EXERCISE BRIEF:
Report only how many lines in the listing below contain the string "pole".

GIVEN RECORDS:
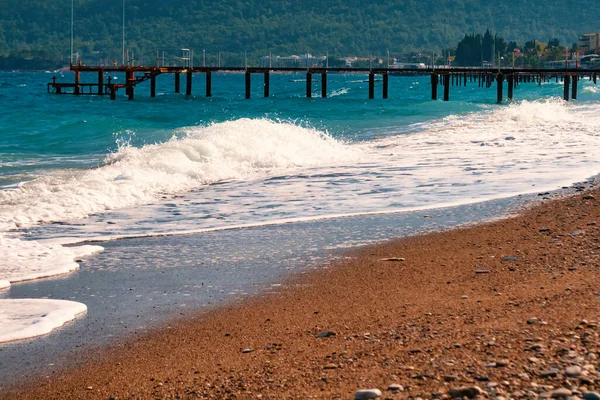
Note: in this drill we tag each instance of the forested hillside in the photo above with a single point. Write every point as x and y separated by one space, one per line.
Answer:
39 30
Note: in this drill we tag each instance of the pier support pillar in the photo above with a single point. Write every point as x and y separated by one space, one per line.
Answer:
130 89
566 89
267 84
77 76
434 83
153 86
188 83
101 81
248 84
208 84
500 87
446 87
385 85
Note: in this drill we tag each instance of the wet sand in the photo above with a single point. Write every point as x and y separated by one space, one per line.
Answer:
503 307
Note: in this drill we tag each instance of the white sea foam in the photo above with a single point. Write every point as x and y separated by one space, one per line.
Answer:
279 172
239 150
22 260
27 318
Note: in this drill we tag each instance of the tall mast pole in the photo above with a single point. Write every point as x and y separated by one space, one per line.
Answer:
123 62
71 54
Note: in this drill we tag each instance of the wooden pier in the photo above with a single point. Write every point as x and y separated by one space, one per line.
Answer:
446 77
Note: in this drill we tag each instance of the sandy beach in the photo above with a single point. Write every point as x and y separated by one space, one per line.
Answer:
506 309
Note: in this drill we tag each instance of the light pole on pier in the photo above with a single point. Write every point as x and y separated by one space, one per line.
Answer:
123 38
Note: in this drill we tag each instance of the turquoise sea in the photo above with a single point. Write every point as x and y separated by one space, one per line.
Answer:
252 189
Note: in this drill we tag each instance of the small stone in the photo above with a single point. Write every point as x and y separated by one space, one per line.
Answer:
325 334
469 392
561 393
548 374
395 387
591 396
366 394
501 363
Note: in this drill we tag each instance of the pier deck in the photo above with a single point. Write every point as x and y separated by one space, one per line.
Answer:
446 77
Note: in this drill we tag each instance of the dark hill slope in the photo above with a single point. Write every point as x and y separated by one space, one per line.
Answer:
343 27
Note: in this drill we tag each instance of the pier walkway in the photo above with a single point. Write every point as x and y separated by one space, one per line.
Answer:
444 77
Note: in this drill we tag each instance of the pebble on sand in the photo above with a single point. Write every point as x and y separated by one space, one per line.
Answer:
573 371
366 394
325 334
395 387
561 393
469 392
591 396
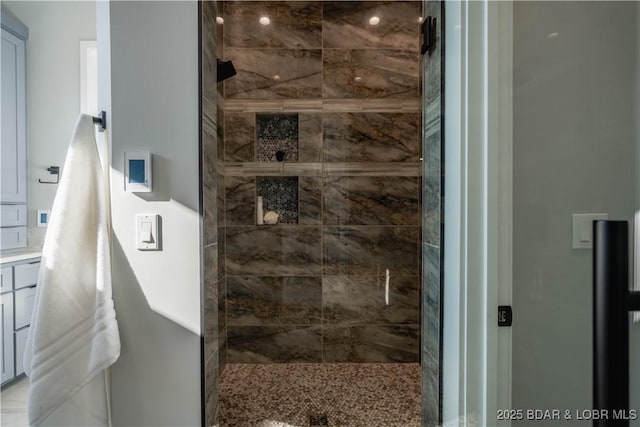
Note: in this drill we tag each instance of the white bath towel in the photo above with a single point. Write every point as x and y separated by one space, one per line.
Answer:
74 334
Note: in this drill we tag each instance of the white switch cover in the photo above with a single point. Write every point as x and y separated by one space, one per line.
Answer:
583 229
147 232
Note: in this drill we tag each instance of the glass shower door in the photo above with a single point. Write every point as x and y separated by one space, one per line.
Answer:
575 160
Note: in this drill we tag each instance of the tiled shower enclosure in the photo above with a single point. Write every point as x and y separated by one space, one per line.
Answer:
324 123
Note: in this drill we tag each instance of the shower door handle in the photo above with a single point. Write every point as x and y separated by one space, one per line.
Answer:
429 35
612 302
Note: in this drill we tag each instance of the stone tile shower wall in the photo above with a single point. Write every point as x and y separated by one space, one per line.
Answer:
340 99
211 236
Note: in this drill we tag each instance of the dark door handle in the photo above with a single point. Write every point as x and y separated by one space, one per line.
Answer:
429 35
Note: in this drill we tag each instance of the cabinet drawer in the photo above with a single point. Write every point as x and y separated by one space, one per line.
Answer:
6 279
13 237
6 310
21 343
24 301
26 274
13 215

EXERCISE ANSWER:
2